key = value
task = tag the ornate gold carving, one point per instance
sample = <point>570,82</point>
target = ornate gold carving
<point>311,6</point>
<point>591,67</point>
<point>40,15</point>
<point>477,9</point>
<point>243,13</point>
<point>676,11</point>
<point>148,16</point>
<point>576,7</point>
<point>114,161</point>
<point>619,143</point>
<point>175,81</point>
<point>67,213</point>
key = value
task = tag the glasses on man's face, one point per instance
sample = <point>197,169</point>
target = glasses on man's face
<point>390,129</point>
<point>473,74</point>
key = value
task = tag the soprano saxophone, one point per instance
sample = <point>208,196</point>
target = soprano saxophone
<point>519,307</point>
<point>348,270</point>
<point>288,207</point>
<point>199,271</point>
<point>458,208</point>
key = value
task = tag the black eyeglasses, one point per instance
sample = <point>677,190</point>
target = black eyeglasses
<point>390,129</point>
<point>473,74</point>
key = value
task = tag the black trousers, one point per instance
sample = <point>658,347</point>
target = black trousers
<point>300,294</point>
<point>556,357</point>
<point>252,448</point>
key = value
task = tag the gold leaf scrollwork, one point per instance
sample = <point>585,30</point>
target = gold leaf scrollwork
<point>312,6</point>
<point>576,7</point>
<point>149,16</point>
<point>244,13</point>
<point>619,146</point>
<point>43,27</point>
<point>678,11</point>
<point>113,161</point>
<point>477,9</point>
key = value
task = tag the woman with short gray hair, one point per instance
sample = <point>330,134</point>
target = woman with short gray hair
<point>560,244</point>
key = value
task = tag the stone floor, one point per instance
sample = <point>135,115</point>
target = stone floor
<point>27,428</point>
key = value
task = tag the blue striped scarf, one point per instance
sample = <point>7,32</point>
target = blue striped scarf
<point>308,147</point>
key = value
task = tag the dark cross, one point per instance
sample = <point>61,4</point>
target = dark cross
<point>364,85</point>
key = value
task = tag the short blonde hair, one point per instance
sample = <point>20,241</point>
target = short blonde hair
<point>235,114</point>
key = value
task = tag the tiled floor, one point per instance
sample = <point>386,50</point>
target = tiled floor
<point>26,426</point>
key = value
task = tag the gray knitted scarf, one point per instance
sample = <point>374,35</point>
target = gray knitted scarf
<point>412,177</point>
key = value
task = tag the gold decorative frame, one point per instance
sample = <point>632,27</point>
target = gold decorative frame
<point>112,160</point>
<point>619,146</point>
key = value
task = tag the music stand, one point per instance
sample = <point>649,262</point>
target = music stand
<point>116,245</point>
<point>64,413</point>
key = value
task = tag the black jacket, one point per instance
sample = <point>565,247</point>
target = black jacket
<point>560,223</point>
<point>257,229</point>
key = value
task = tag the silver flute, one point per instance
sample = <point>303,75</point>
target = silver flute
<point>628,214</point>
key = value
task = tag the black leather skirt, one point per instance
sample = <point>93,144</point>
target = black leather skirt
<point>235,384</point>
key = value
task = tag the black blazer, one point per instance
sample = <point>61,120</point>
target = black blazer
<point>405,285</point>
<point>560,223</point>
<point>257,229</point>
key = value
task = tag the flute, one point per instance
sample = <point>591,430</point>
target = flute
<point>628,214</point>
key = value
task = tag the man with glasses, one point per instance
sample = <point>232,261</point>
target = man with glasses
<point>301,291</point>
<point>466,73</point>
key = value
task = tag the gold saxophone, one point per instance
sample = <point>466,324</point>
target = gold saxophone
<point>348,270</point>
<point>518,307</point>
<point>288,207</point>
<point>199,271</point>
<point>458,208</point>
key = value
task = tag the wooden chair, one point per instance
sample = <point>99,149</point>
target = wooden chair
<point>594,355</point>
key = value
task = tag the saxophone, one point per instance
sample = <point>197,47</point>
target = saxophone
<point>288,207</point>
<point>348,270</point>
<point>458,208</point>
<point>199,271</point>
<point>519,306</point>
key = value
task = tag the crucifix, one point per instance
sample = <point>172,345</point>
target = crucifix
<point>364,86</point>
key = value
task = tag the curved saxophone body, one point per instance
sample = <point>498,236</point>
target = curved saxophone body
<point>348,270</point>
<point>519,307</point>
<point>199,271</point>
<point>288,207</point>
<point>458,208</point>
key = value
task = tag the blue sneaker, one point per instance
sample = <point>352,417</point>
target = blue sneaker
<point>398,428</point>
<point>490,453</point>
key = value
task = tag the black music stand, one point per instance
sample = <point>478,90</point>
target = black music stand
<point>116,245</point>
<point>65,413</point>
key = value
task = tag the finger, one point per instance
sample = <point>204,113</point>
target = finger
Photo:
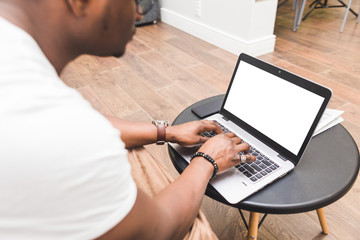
<point>211,126</point>
<point>243,147</point>
<point>230,134</point>
<point>247,158</point>
<point>203,139</point>
<point>237,140</point>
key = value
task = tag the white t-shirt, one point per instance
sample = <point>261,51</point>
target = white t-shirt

## PROBLEM TO WORK ON
Leave images out of the retyped records; keep all else exact.

## RESULT FOR THIS TASK
key = value
task = tag the ornate gold carving, one point per instance
sample = <point>570,82</point>
target = ornate gold carving
<point>311,6</point>
<point>591,67</point>
<point>40,15</point>
<point>477,9</point>
<point>243,13</point>
<point>676,11</point>
<point>148,16</point>
<point>576,7</point>
<point>114,161</point>
<point>619,143</point>
<point>175,81</point>
<point>67,213</point>
key = value
task = tag the glasses on man's face, one point per instance
sample = <point>197,169</point>
target = glasses on man's face
<point>390,129</point>
<point>473,74</point>
key = value
task = tag the soprano saxophone, one point per instance
sample = <point>208,196</point>
target = soprano saxophone
<point>519,307</point>
<point>348,270</point>
<point>288,207</point>
<point>199,271</point>
<point>458,208</point>
key = value
task = tag the black eyeglasses, one point per instance
sample = <point>677,190</point>
target = black eyeglasses
<point>390,129</point>
<point>473,74</point>
key = value
task = tag the black trousers, one point per instance
sample = <point>658,347</point>
target = black trousers
<point>300,294</point>
<point>556,357</point>
<point>252,448</point>
key = value
task = tag the gold leaf scrollwork, one point per instance
sample = <point>585,30</point>
target = gold leaf scrollwork
<point>312,6</point>
<point>576,7</point>
<point>149,16</point>
<point>244,13</point>
<point>619,146</point>
<point>43,27</point>
<point>678,11</point>
<point>113,161</point>
<point>477,9</point>
key = value
task = tag the woman with short gray hair, one point per instance
sample = <point>330,134</point>
target = woman with short gray hair
<point>560,244</point>
key = value
task = tag the stone floor, one point per instance
sample = <point>135,115</point>
target = stone floor
<point>27,428</point>
key = value
task = tag the blue striped scarf, one point per instance
sample = <point>7,32</point>
target = blue striped scarf
<point>308,147</point>
key = value
task = tag the dark cross, one point per instance
sample = <point>61,4</point>
target = dark cross
<point>364,85</point>
key = value
task = tag the short blonde hair, one point per instance
sample = <point>20,241</point>
target = short blonde hair
<point>235,114</point>
key = value
task = tag the tiled floor, one point per instance
sample = <point>386,50</point>
target = tiled floor
<point>26,426</point>
key = value
task = tag the gray knitted scarf, one point per instance
sample = <point>374,35</point>
target = gray knitted scarf
<point>412,177</point>
key = value
task = tag the gold decorative frame, one point per instance
sample = <point>632,27</point>
target = gold decorative frame
<point>112,160</point>
<point>619,146</point>
key = value
task = tag the music stand, one point per instance
sample = <point>649,262</point>
target = music stand
<point>116,245</point>
<point>64,413</point>
key = value
task = tag the black jacket, one point per instance
sample = <point>565,247</point>
target = black jacket
<point>560,223</point>
<point>257,229</point>
key = value
task = tag the silver flute, one point per instance
sample = <point>303,75</point>
target = silver flute
<point>628,214</point>
key = value
task = tag the black leather skirt, one point per instance
sample = <point>93,144</point>
target = black leather skirt
<point>235,384</point>
key = value
task = tag the black blazer, one point per instance
sample = <point>61,120</point>
target = black blazer
<point>405,285</point>
<point>560,223</point>
<point>257,229</point>
key = value
task = tag the flute, one point per instance
sample = <point>591,430</point>
target = flute
<point>628,214</point>
key = value
task = tag the man with glasses, one point per instance
sample = <point>232,261</point>
target = man with glasses
<point>301,291</point>
<point>466,73</point>
key = value
task = tag the gold saxophone, one point per instance
sample = <point>466,324</point>
target = gold saxophone
<point>348,270</point>
<point>518,307</point>
<point>288,207</point>
<point>199,271</point>
<point>458,208</point>
key = value
task = tag the wooden chair, one point per instance
sample = <point>99,149</point>
target = wooden chair
<point>594,355</point>
key = value
task = tag the saxophone, one point per instance
sample = <point>197,47</point>
target = saxophone
<point>288,207</point>
<point>348,270</point>
<point>458,208</point>
<point>199,271</point>
<point>519,306</point>
key = value
task = tag the crucifix, one point per instance
sample = <point>172,345</point>
target = crucifix
<point>364,86</point>
key = value
task = tag the curved saxophone body, one point per instance
sample = <point>498,236</point>
target = curved saxophone body
<point>348,270</point>
<point>519,307</point>
<point>199,271</point>
<point>288,207</point>
<point>458,208</point>
key = value
task = tag the blue sneaker, one point per instance
sample = <point>352,417</point>
target = blue sneaker
<point>398,428</point>
<point>490,453</point>
key = value
task = tag the black music stand, one point per instance
sample = <point>478,90</point>
target = black music stand
<point>116,245</point>
<point>65,413</point>
key = value
task = tag the finger, one point per instance
sample = <point>204,113</point>
target = finger
Photo:
<point>211,126</point>
<point>243,147</point>
<point>230,134</point>
<point>247,158</point>
<point>203,139</point>
<point>237,140</point>
key = value
task = tag the white t-shirt, one point per instance
sample = <point>261,51</point>
target = white t-shirt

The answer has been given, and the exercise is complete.